Work task 1: From the article on Istanbul's third airport, write out the passage starting at "Davutoglu maintained that" and ending at "for the planes.".
Work task 2:
Answer these from the article on Istanbul's third airport:
(a) Of the overall 80 million square-meter area, how many square meters will be allocated for the facilities?
(b) What total amount will the airport project reach across all phases?
(c) On what area will the terminal be built?

Top of Document text

"15 million square-meters of the overall 80 million m2 area will be allocated for the facilities and the other 65 million m2 will be arranged with trees or landscape designs," he told the press after he examined the ongoing construction works for Istanbul’s third airport, which will be the most important center of world air traffic in Turkey’s largest city.
Boasting a 150-million passenger annual capacity, the airport is expected to become one of the biggest in the world and the biggest air transfer hub in Europe.
Davutoglu stated that around €10 billion has been invested in the airport project at the construction phase, and it will total up to an amount of €32 billion with another €22 billion in the other phases.
"It is a great indicator of the level which Turkey's economy, companies and the construction sector has reached that such a project of such a big scale was undertaken by Turkish firms," he said.
The Cengiz-Kolin-Limak-Mapa-Kalyon Consortium, a joint venture of Turkish companies, won a tender for the third Istanbul airport in May 2013, promising to pay the state €22.1 billion, plus taxes, over 25 years starting in 2017.
He noted that the companies are undertaking the airport project over the long term, which is a "very striking sign of the trust in Turkey's stability," according to Davutoglu.
The premier also stressed that they have to be sensitive about the environmental pattern of Istanbul and the soil structure of the area during the progress of the construction works.
"The scale of the project and our sensitivity towards the environmental pattern are equivalent," he added.
Davutoglu maintained that the natural topography of the area has been deformed and for the project to be completed the ground which was once used for mining activities has to be fortified first.
As for the progress of the project, the prime minister said there will be four phases -- the first of which is scheduled to be completed in Oct. 29, 2017, once the first two runways and the terminal are built.
"The terminal will be the largest in the world as it will be built on an area of 920,000 m2," he said.
At the end of the first phase, the airport is planned to enter service with an initial capacity of 90 million passengers on Oct. 29, the 94th anniversary of the founding of the Turkish Republic.
Davutoglu said the passenger capacity will reach 120 million in the second phase in the summer 2018 when the third runway will be ready for the planes.
The airport will reach the ultimate target of 150 million passenger capacity at the end of the third phase, he added.

Bottom of Document text
Top of Given information

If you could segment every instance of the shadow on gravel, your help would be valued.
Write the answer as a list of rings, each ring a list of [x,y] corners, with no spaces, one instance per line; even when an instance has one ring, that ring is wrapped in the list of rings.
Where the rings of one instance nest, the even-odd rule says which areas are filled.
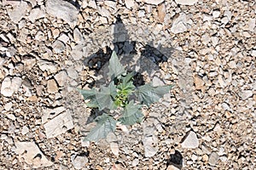
[[[170,159],[167,161],[167,166],[172,165],[179,169],[183,167],[183,156],[177,150],[174,154],[170,155]]]
[[[168,58],[172,56],[173,51],[173,48],[163,48],[160,44],[158,48],[161,48],[161,50],[169,52],[168,56],[166,56],[163,54],[158,48],[153,47],[153,42],[150,42],[147,44],[143,44],[143,48],[138,49],[137,49],[137,44],[143,44],[143,42],[130,40],[128,31],[125,28],[120,15],[118,14],[113,28],[113,50],[112,50],[110,47],[106,46],[103,48],[100,48],[96,53],[85,58],[84,60],[84,64],[88,66],[90,70],[94,70],[96,71],[96,74],[94,75],[95,76],[102,77],[100,80],[90,82],[89,84],[89,88],[99,88],[100,85],[106,84],[106,82],[108,84],[108,82],[109,82],[107,77],[107,73],[108,72],[108,60],[113,51],[115,51],[120,59],[120,62],[126,67],[128,71],[136,71],[136,75],[134,76],[134,85],[136,87],[145,84],[145,80],[142,75],[143,71],[146,71],[148,75],[150,76],[152,75],[153,71],[160,70],[160,65],[163,62],[167,62]],[[136,59],[137,54],[141,54],[139,59]],[[150,65],[148,65],[147,70],[141,67],[137,69],[136,63],[138,61],[143,64],[149,63]],[[101,114],[102,113],[97,110],[93,109],[86,124],[92,122],[94,118]]]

Bottom of Given information

Exercise result 1:
Davutoglu maintained that the natural topography of the area has been deformed and for the project to be completed the ground which was once used for mining activities has to be fortified first.
As for the progress of the project, the prime minister said there will be four phases -- the first of which is scheduled to be completed in Oct. 29, 2017, once the first two runways and the terminal are built.
"The terminal will be the largest in the world as it will be built on an area of 920,000 m2," he said.
At the end of the first phase, the airport is planned to enter service with an initial capacity of 90 million passengers on Oct. 29, the 94th anniversary of the founding of the Turkish Republic.
Davutoglu said the passenger capacity will reach 120 million in the second phase in the summer 2018 when the third runway will be ready for the planes.

Exercise result 2:
(a) 15 million square meters.
(b) €32 billion.
(c) 920,000 m2.